== Data excerpts ==

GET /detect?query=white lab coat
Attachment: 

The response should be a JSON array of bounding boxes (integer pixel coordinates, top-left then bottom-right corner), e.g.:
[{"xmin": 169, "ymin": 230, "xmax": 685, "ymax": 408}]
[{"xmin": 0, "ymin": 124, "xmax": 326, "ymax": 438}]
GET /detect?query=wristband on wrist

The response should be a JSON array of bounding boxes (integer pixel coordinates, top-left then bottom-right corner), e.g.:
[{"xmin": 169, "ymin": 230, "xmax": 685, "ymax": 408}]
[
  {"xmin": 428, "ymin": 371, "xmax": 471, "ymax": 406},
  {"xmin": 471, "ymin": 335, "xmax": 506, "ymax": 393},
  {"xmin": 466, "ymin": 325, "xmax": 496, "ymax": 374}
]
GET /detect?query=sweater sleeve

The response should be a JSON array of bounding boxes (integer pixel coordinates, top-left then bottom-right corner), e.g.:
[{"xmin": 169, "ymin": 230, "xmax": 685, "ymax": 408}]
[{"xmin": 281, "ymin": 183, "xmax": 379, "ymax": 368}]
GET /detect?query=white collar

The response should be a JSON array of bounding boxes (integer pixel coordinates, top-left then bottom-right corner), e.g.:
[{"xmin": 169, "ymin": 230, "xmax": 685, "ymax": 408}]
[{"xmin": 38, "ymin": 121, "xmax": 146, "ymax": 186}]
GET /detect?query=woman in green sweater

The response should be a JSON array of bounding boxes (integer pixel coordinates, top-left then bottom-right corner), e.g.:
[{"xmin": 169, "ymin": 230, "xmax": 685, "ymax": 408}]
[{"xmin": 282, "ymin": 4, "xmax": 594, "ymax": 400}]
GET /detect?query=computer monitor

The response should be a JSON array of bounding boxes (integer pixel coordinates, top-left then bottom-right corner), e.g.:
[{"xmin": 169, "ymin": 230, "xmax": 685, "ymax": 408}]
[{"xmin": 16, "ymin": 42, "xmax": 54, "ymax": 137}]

===

Exercise goal: Return every line of the entries above verbatim, in their original order and without alteration.

Answer to this exercise:
GET /detect?query=white lab coat
Attachment: 

The response should be a JSON array of bounding boxes (integer pixel coordinates, top-left then bottom-right corner), e.g.:
[{"xmin": 169, "ymin": 230, "xmax": 685, "ymax": 408}]
[{"xmin": 0, "ymin": 124, "xmax": 326, "ymax": 438}]
GET /detect?query=wristband on wrist

The response should be a JSON array of bounding boxes (integer pixel coordinates, top-left then bottom-right corner), e.g.:
[{"xmin": 169, "ymin": 230, "xmax": 685, "ymax": 408}]
[
  {"xmin": 428, "ymin": 371, "xmax": 471, "ymax": 406},
  {"xmin": 471, "ymin": 335, "xmax": 506, "ymax": 393},
  {"xmin": 466, "ymin": 325, "xmax": 496, "ymax": 374}
]
GET /detect?query=sweater sleeve

The response should be a JSON array of bounding boxes (integer pixel coordinates, top-left then bottom-right corner), e.g.:
[{"xmin": 169, "ymin": 230, "xmax": 685, "ymax": 408}]
[{"xmin": 281, "ymin": 183, "xmax": 379, "ymax": 368}]
GET /detect?query=white collar

The response should be a JSON array of bounding boxes (integer pixel coordinates, top-left then bottom-right corner), e.g.:
[{"xmin": 169, "ymin": 230, "xmax": 685, "ymax": 408}]
[{"xmin": 38, "ymin": 121, "xmax": 146, "ymax": 186}]
GET /detect?query=woman in green sweater

The response should be a JSON array of bounding boxes (integer pixel coordinates, top-left then bottom-right corner), e.g.:
[{"xmin": 169, "ymin": 230, "xmax": 685, "ymax": 408}]
[{"xmin": 282, "ymin": 4, "xmax": 594, "ymax": 400}]
GET /detect?query=computer monitor

The response should be a JSON array of bounding boxes (integer pixel coordinates, top-left then bottom-right corner), e.g.:
[{"xmin": 169, "ymin": 230, "xmax": 685, "ymax": 408}]
[{"xmin": 16, "ymin": 42, "xmax": 54, "ymax": 137}]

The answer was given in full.